• _Listed entries_
**********

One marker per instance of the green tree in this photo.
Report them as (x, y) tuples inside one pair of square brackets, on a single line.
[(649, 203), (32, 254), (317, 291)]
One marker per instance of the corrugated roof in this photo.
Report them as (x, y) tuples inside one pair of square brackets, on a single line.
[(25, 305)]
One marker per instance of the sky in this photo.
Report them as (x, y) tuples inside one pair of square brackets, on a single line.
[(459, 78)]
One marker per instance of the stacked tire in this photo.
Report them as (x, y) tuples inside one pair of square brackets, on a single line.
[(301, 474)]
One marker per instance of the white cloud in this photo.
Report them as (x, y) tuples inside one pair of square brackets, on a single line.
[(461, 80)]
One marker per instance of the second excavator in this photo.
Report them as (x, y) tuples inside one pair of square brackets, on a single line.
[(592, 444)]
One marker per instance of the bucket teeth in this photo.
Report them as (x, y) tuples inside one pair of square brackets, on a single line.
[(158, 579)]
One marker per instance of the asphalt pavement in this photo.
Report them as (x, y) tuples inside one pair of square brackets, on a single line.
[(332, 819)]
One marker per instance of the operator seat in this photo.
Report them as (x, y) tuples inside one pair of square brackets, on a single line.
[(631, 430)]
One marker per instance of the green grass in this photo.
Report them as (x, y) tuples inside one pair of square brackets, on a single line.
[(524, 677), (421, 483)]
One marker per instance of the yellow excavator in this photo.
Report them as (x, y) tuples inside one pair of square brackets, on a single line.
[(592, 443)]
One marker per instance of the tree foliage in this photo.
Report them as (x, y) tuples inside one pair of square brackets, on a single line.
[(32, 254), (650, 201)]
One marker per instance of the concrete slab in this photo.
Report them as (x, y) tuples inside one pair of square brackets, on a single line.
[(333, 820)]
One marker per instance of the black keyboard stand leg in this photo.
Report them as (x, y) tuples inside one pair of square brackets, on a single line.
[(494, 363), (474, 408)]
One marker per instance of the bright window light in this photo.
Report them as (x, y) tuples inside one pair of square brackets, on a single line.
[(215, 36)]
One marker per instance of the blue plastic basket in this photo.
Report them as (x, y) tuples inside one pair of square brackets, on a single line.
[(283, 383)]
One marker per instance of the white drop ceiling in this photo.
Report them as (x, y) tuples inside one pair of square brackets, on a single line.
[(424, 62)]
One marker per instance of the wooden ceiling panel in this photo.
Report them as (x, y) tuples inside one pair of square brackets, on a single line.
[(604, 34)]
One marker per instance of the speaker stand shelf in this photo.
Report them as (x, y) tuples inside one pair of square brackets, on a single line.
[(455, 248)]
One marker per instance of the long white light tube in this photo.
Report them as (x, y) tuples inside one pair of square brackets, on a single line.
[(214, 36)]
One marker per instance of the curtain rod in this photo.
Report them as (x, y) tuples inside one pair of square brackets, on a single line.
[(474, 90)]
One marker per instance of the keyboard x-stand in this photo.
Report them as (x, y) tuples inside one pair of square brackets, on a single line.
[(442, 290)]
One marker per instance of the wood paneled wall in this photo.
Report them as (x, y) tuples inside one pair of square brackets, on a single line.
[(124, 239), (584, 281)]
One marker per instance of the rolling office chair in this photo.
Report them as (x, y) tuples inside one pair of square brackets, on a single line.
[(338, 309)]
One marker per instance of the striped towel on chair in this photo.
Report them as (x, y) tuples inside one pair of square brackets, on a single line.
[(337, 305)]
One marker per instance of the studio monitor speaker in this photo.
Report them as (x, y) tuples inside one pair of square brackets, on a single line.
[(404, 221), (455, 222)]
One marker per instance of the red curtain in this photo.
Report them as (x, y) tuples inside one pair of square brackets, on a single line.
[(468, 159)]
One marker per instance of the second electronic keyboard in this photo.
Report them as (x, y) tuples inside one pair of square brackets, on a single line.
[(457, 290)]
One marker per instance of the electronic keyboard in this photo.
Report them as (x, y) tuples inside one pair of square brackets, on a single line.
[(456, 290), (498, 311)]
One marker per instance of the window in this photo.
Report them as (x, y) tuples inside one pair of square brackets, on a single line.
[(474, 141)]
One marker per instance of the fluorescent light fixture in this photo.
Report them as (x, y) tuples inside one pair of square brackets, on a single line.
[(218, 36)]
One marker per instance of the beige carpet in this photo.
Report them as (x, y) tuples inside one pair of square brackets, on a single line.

**********

• _Task directions_
Give all the records again, swapping "marker" for "point" and leaving everything else unchanged.

• _Result for this task_
One point per instance of the green tree in this photo.
Report them as (x, y) tuples inside one pair of square brackets, on a single line.
[(649, 203), (32, 254), (317, 291)]
One point per instance of the corrugated roof in this photo.
Report them as (x, y) tuples inside one pair of square brackets, on a single line.
[(25, 305)]
One point per instance of the sky in this photo.
Report them as (x, y) tuples inside one pair of square brackets, on a single line.
[(459, 78)]
One point per instance of the stacked tire in this photo.
Report them as (x, y) tuples inside one pair of square brackets, on a single line.
[(301, 474)]
One point per instance of the white cloud in this photo.
Report them as (x, y) tuples inside one pair of square brackets, on a single line.
[(461, 80)]
One point per instance of the second excavator in this photo.
Report them as (x, y) tuples inside one pair of square brackets, on a single line.
[(592, 444)]
One point per instance of the bucket teeth in this photo.
Report them as (x, y) tuples inside one pair of square brackets, on a single line.
[(158, 579)]
One point per instance of the asphalt pavement in this photo.
Report them as (x, y) tuples inside one pair of square brackets, on a single line.
[(332, 819)]
One point per instance of the operator seat in this photo.
Report them as (x, y) tuples inside one pair of square brackets, on a single line.
[(631, 430)]
One point per instance of the green grass in this photo.
Report them as (x, y) tuples inside one pair of square brackets, on a single line.
[(524, 677), (421, 483)]
One point per instance of the yellow excavator in this photo.
Report them as (x, y) tuples inside one pair of square brackets, on a single line.
[(592, 443)]
One point per instance of the tree foliage in this photo.
Report them as (x, y) tuples inside one pair of square brackets, on a single line.
[(32, 254), (650, 201)]
One point per instance of the concrete slab in this photo.
Report them as (x, y) tuples inside one pair of square brackets, on a single line.
[(333, 820)]
One point per instance of the black keyboard stand leg in this photo.
Report them as (x, y) tuples inside one pair of square brackets, on a single line.
[(494, 363), (474, 408)]
One point per instance of the bright window light in this photo.
Report them as (x, y) tuples inside one pair of square brackets, on a single line.
[(215, 36)]
One point per instance of the blue plastic basket in this photo.
Report them as (x, y) tuples inside one pair of square brackets, on a single line.
[(283, 383)]
One point per instance of the white drop ceiling in this photo.
Report them as (x, y) tuples inside one pair of square brackets, on a single line.
[(424, 62)]
One point per instance of the wooden ceiling panel in this photo.
Report them as (x, y) tuples inside one pair of square brackets, on a single line.
[(604, 34)]
One point per instance of the speaker stand shelf in this photo.
Report them as (x, y) tuples inside one pair of square brackets, on a single line.
[(455, 248)]
One point per instance of the long white light tube in this photo.
Report them as (x, y) tuples inside one pair of square brackets, on a single line.
[(214, 36)]
One point per instance of the curtain rod in this photo.
Report them as (x, y) tuples inside one pair of square brackets, on a single line.
[(474, 90)]
One point per instance of the keyboard x-stand in this photo.
Report them as (x, y) tuples inside one pair of square brackets, on a single line.
[(442, 290)]
One point per instance of the wood paneled wall in this photo.
Report them as (x, y) tuples inside one pair of square brackets, on a single line.
[(124, 239), (584, 281)]
One point per instance of the rolling office chair in this photo.
Report them as (x, y) tuples inside one pair of square brackets, on a single line.
[(338, 309)]
One point per instance of the striped towel on chair in this photo.
Report them as (x, y) tuples inside one pair of square brackets, on a single line.
[(337, 305)]
One point per instance of the studio monitor speaker in this photo.
Report them as (x, y) tuples inside one pair of square brackets, on a single line.
[(404, 221), (455, 222)]
One point per instance of the red curtain in this photo.
Report them as (x, y) tuples inside one pair of square brackets, on a single line.
[(468, 159)]
One point per instance of the second electronic keyboard in this photo.
Report them as (x, y) tuples inside one pair of square brackets, on a single line.
[(457, 290)]
One point per instance of the electronic keyboard in this photo.
Report them as (x, y) tuples inside one pair of square brackets, on a single line.
[(456, 290), (498, 311)]
One point per instance of the window in this photo.
Report them as (x, y) tuples inside one pair of square brackets, on a single line.
[(474, 141)]
One point per instance of the fluorescent light fixture in this photo.
Report them as (x, y) tuples inside one pair of square brackets, on a single line.
[(218, 36)]
One point per instance of the beige carpet in this photo.
Report them as (x, y) tuples inside one pair of square brackets, on a single line.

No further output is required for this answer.